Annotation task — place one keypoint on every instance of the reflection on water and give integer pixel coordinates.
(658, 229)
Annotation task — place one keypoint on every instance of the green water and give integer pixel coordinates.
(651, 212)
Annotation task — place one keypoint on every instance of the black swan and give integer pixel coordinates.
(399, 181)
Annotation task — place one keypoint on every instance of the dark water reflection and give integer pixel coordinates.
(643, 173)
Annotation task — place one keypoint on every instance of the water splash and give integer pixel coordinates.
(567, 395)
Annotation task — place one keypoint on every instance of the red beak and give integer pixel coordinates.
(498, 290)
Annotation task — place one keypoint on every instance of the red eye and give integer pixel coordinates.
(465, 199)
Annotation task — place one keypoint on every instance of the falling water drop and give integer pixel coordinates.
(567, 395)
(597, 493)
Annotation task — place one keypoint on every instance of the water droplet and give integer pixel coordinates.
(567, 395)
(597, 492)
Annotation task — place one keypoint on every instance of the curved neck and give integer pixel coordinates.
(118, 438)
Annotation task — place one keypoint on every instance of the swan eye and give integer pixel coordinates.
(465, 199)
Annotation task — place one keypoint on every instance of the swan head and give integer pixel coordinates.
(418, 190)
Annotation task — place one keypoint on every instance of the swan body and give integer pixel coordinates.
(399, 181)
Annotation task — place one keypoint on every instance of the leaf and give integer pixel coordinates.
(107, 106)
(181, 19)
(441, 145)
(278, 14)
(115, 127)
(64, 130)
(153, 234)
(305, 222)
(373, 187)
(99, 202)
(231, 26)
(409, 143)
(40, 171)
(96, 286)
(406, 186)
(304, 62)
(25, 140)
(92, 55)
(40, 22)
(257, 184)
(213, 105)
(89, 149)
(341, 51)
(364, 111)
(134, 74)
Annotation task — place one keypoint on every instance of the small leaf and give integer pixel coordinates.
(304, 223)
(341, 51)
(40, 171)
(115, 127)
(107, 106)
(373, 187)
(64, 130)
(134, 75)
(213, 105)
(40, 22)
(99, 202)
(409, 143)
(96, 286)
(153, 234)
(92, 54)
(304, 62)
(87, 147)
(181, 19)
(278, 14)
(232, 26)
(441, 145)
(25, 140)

* Description of the task
Return all of the entries above verbatim, line for line, in their original order and without any alteration.

* Task output
Annotation task — place one keypoint on every instance of the reflection on water and give integer pixel coordinates.
(658, 229)
Annotation task — place one keypoint on every instance of the green water and give integer pixel coordinates.
(651, 212)
Annotation task — place one keypoint on every instance of the black swan and give integer pixel coordinates.
(399, 181)
Annotation task — place one keypoint on every instance of the dark water reflection and give integer pixel coordinates.
(643, 173)
Annotation task — place one keypoint on every instance of the water splash and give integer pixel coordinates.
(567, 395)
Annotation task — place one keypoint on every instance of the red beak and give integer pixel coordinates.
(498, 290)
Annotation task — place one keypoint on every instance of the red eye and give integer pixel coordinates.
(465, 199)
Annotation task — place one keypoint on every instance of the falling water drop and give integer pixel coordinates.
(567, 395)
(597, 493)
Annotation task — place one keypoint on every instance of the water droplet and give integer pixel coordinates.
(567, 395)
(597, 492)
Annotation task — place one keypoint on every instance of the curved neck and give integer pixel coordinates.
(118, 438)
Annotation task — place one keypoint on every instance of the swan eye and give integer pixel coordinates.
(465, 199)
Annotation task — place one keypoint on every instance of the swan head and give integer pixel coordinates.
(418, 190)
Annotation task — place one keypoint on every instance of the swan body and give integer pixel coordinates.
(399, 181)
Annotation task — place one keypoint on every instance of the leaf and give integer pixel coordinates.
(107, 106)
(181, 19)
(441, 145)
(278, 14)
(115, 127)
(64, 130)
(153, 234)
(305, 222)
(373, 187)
(99, 202)
(231, 26)
(409, 143)
(40, 171)
(96, 286)
(406, 186)
(304, 62)
(25, 140)
(92, 55)
(40, 22)
(257, 184)
(213, 105)
(89, 149)
(341, 51)
(364, 111)
(134, 74)
Annotation task — place one keypoint on every instance of the small leaf and give integer pixel coordinates.
(304, 223)
(341, 51)
(40, 171)
(115, 127)
(107, 106)
(373, 187)
(64, 130)
(134, 75)
(213, 105)
(40, 22)
(99, 202)
(409, 143)
(96, 286)
(153, 234)
(92, 54)
(304, 62)
(87, 147)
(181, 19)
(278, 14)
(232, 26)
(441, 145)
(25, 140)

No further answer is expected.